**Prompt:**
Repeat the data verbatim.

··· Given records ···

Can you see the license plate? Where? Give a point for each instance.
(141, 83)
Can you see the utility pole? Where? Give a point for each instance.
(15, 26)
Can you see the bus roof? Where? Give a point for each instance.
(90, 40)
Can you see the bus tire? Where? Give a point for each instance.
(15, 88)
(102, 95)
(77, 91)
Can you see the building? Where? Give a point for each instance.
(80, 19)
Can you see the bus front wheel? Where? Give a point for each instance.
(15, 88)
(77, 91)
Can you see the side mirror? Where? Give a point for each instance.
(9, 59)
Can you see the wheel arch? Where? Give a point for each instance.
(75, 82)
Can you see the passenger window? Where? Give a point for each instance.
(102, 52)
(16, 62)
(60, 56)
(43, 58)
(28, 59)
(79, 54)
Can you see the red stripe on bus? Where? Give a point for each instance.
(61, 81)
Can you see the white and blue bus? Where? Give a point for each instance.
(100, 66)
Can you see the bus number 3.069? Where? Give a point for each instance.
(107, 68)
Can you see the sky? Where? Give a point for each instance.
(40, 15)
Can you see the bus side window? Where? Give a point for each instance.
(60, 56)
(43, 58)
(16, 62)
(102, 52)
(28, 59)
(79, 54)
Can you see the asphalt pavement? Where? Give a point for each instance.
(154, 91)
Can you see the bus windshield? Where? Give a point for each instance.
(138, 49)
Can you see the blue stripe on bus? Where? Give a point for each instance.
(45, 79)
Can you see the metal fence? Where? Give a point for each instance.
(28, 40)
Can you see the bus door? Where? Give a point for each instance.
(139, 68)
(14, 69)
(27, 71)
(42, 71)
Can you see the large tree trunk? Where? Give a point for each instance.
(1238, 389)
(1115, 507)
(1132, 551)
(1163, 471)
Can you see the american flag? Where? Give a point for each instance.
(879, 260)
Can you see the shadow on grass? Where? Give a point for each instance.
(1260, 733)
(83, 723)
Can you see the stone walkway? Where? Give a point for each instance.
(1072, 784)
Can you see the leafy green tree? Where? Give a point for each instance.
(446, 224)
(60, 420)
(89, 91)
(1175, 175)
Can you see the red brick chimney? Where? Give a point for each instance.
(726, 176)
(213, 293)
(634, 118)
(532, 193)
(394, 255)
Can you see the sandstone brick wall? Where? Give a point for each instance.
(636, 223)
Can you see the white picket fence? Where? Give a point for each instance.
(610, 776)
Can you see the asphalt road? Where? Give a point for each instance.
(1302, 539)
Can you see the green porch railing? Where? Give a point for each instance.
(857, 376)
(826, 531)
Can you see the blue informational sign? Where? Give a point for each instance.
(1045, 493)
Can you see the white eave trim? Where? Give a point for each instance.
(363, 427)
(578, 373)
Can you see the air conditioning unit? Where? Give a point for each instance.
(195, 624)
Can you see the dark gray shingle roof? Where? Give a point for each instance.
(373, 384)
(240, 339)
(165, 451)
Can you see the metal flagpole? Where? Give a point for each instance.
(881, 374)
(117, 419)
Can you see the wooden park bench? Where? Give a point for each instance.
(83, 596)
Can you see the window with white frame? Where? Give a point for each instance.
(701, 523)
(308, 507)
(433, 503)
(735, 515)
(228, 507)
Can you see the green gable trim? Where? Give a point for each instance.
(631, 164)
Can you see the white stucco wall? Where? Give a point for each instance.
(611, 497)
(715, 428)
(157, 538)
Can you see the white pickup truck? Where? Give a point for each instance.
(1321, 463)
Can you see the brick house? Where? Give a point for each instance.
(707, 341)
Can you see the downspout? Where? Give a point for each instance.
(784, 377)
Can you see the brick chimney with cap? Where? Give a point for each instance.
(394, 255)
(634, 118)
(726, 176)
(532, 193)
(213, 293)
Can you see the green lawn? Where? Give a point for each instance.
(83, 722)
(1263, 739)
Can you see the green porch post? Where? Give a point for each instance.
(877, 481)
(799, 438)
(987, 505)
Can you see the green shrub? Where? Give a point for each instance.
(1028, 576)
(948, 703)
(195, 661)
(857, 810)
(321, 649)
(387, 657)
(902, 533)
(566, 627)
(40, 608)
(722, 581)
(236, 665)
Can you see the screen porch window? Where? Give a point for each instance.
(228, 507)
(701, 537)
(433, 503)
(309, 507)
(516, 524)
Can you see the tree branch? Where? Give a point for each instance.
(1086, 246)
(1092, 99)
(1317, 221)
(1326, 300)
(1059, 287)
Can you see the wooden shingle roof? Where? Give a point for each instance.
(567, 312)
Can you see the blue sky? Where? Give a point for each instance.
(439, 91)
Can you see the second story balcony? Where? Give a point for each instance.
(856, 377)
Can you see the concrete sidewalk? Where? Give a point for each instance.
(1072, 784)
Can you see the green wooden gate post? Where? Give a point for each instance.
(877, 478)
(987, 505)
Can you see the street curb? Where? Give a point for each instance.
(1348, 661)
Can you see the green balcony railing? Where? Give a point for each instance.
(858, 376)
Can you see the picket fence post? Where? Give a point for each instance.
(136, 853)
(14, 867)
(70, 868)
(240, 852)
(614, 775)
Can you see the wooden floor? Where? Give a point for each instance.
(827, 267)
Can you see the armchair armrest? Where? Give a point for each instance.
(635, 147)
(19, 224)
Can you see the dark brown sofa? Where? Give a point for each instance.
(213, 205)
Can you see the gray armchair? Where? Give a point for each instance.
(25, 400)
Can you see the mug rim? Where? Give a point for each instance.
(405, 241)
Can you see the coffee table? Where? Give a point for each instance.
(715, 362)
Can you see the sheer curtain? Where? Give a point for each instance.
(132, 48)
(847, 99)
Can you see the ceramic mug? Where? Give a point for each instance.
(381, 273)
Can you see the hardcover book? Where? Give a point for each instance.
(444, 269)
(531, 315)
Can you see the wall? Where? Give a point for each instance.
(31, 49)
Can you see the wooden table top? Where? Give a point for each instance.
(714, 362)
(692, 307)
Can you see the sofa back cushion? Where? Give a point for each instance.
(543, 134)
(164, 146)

···

**Task answer:**
Can you see the license plate? Where? Give a point for each instance.
(141, 83)
Can you see the utility pole? Where? Give a point for each instance.
(15, 26)
Can you see the bus roof? Where? Give a point for each instance.
(90, 40)
Can you see the bus tire? Where? Give a point for each instance.
(15, 88)
(102, 95)
(77, 91)
Can you see the building? Where? Give a point for each instance.
(80, 19)
Can you see the bus front wheel? Where? Give a point for each instance.
(15, 88)
(77, 91)
Can you see the side mirror? Where? Give a point for each instance.
(9, 59)
Can you see the wheel arch? Where? Give a point for each instance.
(75, 82)
Can you see the passenger window? Where? Give a point for each instance.
(102, 52)
(16, 62)
(60, 56)
(43, 58)
(28, 59)
(79, 54)
Can you see the red stripe on bus? Where? Give a point for each instance.
(61, 81)
Can you see the white and blue bus? Where? Give a point for each instance.
(100, 66)
Can you see the bus number 3.069? Where? Give a point for each instance.
(107, 68)
Can you see the sky? Where? Give a point for each instance.
(40, 15)
Can you see the bus side window? Where? Give a point for each instance.
(60, 56)
(43, 58)
(16, 62)
(102, 52)
(28, 59)
(79, 54)
Can you see the asphalt pavement? Where? Give a point for each instance.
(154, 91)
Can you see the bus windshield? Where? Give a point for each instance.
(138, 49)
Can you see the blue stripe on bus? Where? Give a point for each instance.
(45, 79)
Can you see the metal fence? Where? Give a point for each instance.
(28, 40)
Can you see the bus door? Where? Give a point for each instance.
(139, 68)
(14, 69)
(27, 71)
(42, 71)
Can you see the large tree trunk? Where? Give a point for each instance.
(1238, 389)
(1115, 507)
(1132, 551)
(1163, 471)
Can you see the american flag? Where? Give a point for each instance.
(879, 260)
Can you see the shadow on grass? Where? Give a point for each instance.
(1260, 733)
(83, 723)
Can you see the stone walkway? Where? Give a point for each instance.
(1072, 784)
Can you see the leafy green tree? Where? Give a point for each instance.
(446, 224)
(60, 420)
(89, 91)
(1175, 175)
Can you see the red brick chimney? Where? Give a point for each instance.
(726, 176)
(213, 293)
(634, 118)
(532, 193)
(394, 255)
Can you see the sandstone brick wall? Where? Give a point for each instance.
(636, 223)
Can you see the white picket fence? Where? Give a point for each instance.
(610, 776)
Can you see the asphalt road? Where? Give a point for each instance.
(1302, 539)
Can you see the green porch railing? Where? Give a point for each instance.
(857, 376)
(826, 531)
Can you see the blue informational sign? Where? Give a point for each instance.
(1045, 493)
Can you see the white eave trim? Where? Give a point for each instance.
(363, 427)
(578, 373)
Can you see the air conditioning unit? Where? Give a point for each instance.
(195, 624)
Can you see the dark gray shingle roof? Where? Give a point for each instance.
(373, 384)
(240, 339)
(165, 451)
Can you see the metal flagpole? Where? Give a point for each instance.
(881, 374)
(117, 419)
Can you see the wooden park bench? Where? Give a point for each instance.
(83, 596)
Can you see the window with white frame? Where? Give a point for each instance.
(701, 523)
(308, 507)
(433, 503)
(735, 515)
(228, 507)
Can you see the green gable trim? Where? Give a point for each instance.
(631, 164)
Can you see the white stucco wall? Where? Give a point for each instance.
(611, 497)
(715, 428)
(157, 538)
Can you see the white pickup truck? Where? Give a point for each instance.
(1321, 463)
Can you see the brick house? Where? Give a point for each instance.
(707, 341)
Can you see the downspout? Where? Give a point for each instance.
(784, 377)
Can you see the brick chimney with cap? Where? Give a point for each instance.
(394, 255)
(634, 118)
(726, 176)
(532, 193)
(213, 293)
Can you see the green lawn? Where? Give a point for each instance.
(83, 722)
(1263, 739)
Can you see the green porch post? Where? Give a point for each instance.
(877, 481)
(799, 438)
(987, 505)
Can you see the green shrub? Where? Give a point for each instance.
(1028, 576)
(948, 703)
(195, 661)
(857, 810)
(321, 649)
(387, 657)
(902, 533)
(566, 627)
(40, 608)
(722, 581)
(236, 665)
Can you see the screen porch window? Where? Give a point for each instance.
(228, 507)
(701, 537)
(433, 503)
(309, 507)
(516, 524)
Can you see the tree branch? Where? Give a point for each instance.
(1086, 246)
(1092, 99)
(1317, 221)
(1326, 300)
(1059, 287)
Can you see the wooden shingle roof? Where? Give a point for each instance.
(567, 312)
Can you see the blue sky? Where? Give a point for each instance.
(439, 91)
Can you see the second story balcony? Where? Give a point for each instance.
(856, 377)
Can you see the concrete sidewalk? Where? Give a point for each instance.
(1072, 784)
Can you see the green wooden gate post? Where? Give a point for each instance.
(877, 478)
(987, 505)
Can you see the street curb? Where? Give a point for each instance.
(1348, 661)
Can you see the green balcony railing? Where? Give a point for each instance.
(858, 376)
Can you see the picket fence post? Where? Give a point for each instance.
(136, 853)
(14, 867)
(70, 868)
(240, 852)
(614, 775)
Can you see the wooden floor? Where? Give a point for each instance.
(827, 267)
Can you see the armchair armrest? Where? Give a point for each instance.
(635, 147)
(19, 224)
Can you see the dark brown sofa? Where? Give a point for each instance.
(213, 205)
Can you see the gray armchair? Where? Give a point for each instance.
(25, 400)
Can you see the mug rim? Where? Give a point for each instance.
(405, 241)
Can you see the coffee table? Where? Give a point for each instance.
(715, 362)
Can you see the sheer curtain? Where? Give a point for each instance.
(132, 48)
(847, 99)
Can you see the ceramic mug? Where? Give a point for each instance.
(381, 273)
Can you see the hardcover book? Where? Give a point for each instance.
(444, 269)
(531, 315)
Can you see the wall? Where? Give a point for each instance.
(31, 49)
Can you see the wooden table top? Where? Give a point for each instance.
(714, 362)
(692, 307)
Can you see the sofa back cushion? Where? Give a point for each instance.
(543, 134)
(164, 146)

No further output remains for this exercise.